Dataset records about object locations
__________

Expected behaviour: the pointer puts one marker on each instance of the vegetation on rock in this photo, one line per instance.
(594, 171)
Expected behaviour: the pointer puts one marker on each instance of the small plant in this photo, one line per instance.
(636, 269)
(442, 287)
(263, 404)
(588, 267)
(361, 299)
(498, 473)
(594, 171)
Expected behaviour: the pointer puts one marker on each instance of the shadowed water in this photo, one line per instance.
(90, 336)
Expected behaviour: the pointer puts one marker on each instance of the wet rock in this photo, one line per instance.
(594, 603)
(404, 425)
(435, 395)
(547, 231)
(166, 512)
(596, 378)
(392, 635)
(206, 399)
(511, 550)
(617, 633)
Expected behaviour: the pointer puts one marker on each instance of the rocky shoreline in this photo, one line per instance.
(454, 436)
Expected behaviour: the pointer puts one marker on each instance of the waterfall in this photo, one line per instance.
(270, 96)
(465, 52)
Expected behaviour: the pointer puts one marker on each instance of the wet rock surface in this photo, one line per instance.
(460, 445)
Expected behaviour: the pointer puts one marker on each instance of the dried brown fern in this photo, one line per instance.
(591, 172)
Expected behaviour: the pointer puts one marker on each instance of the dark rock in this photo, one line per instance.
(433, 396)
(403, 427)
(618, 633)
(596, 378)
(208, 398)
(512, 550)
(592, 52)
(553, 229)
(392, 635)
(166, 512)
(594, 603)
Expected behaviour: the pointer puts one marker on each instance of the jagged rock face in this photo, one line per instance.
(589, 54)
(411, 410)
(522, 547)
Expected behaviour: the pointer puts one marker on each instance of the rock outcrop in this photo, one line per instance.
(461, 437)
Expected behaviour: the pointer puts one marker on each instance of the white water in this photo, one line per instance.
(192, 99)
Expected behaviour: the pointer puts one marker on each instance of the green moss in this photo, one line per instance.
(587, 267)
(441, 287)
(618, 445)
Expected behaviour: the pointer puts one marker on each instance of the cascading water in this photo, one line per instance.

__________

WHAT YOU NEED TO DO
Your task is to transcribe the line containing "waterfall in this photo, one line per instance." and every line after it, through the last line of the data, exactly as written and with nothing more.

COMPLETE OUTPUT
Expected behaviour: the pointer puts one marker on each instance of the waterfall in this photo, one line per instance.
(270, 96)
(465, 52)
Expected behaviour: the pointer puts one marker on each instance of the wet rock surface in this photo, one line per instance.
(460, 445)
Expected behaviour: the pointer puts one marker on each instance of the dried brown fern in this photo, one line per instance.
(591, 172)
Expected behaviour: the pointer puts one marker on each instance of the dark rock in this photo, one line per instance.
(433, 396)
(403, 427)
(618, 633)
(596, 378)
(208, 398)
(512, 550)
(592, 52)
(553, 229)
(392, 635)
(166, 512)
(594, 603)
Expected behaviour: the pointer puts one marker on each instance of the jagged rock face in this photo, one line per instance.
(589, 54)
(411, 410)
(522, 547)
Expected behaviour: the pointer puts one marker on each instance of the rock outcrop in this photo, one line per instance.
(461, 437)
Expected behaviour: the pointer puts one marker on each instance of the white water in this photo, one line per instance.
(192, 99)
Expected behaviour: the pointer puts one marker on each instance of the green moss in this photo, one line per instance.
(587, 267)
(441, 287)
(618, 445)
Expected behaviour: the pointer puts one marker on each instance of the cascading water in this photo, one line per instance.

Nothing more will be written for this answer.